BEGIN TASK DATA

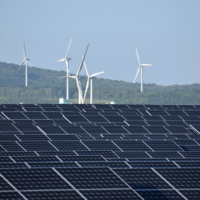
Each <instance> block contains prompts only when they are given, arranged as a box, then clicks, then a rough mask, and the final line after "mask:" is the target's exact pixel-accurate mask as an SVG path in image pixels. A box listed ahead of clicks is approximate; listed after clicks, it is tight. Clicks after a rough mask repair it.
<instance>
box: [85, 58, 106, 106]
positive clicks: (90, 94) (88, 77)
mask: <svg viewBox="0 0 200 200" xmlns="http://www.w3.org/2000/svg"><path fill="white" fill-rule="evenodd" d="M84 66H85V70H86V73H87V84H86V88H85V94H84V98H83V103H84V102H85V98H86V95H87V91H88V87H89V84H90V104H93V85H92V79H93V78H94V77H95V76H97V75H99V74H102V73H104V72H99V73H95V74H92V75H89V73H88V70H87V67H86V64H85V61H84Z"/></svg>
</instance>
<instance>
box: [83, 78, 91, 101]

END TASK DATA

List each line of the records that contains the word "mask".

Each <instance> block contains prompts only when they are given, arranged as a box, then clicks, then a rough mask, and the final line after "mask:" is the target's exact pixel-accurate mask as an SVG path in image pixels. A box listed ahead of clicks is approximate; listed after clicks, it is tight. Clicks after a rough mask repair it.
mask: <svg viewBox="0 0 200 200" xmlns="http://www.w3.org/2000/svg"><path fill="white" fill-rule="evenodd" d="M84 66H85V70H86V73H87V84H86V88H85V94H84V98H83V103H84V102H85V98H86V95H87V91H88V87H89V84H90V104H93V85H92V79H93V78H94V77H95V76H97V75H99V74H102V73H104V72H99V73H95V74H92V75H89V73H88V70H87V67H86V64H85V61H84Z"/></svg>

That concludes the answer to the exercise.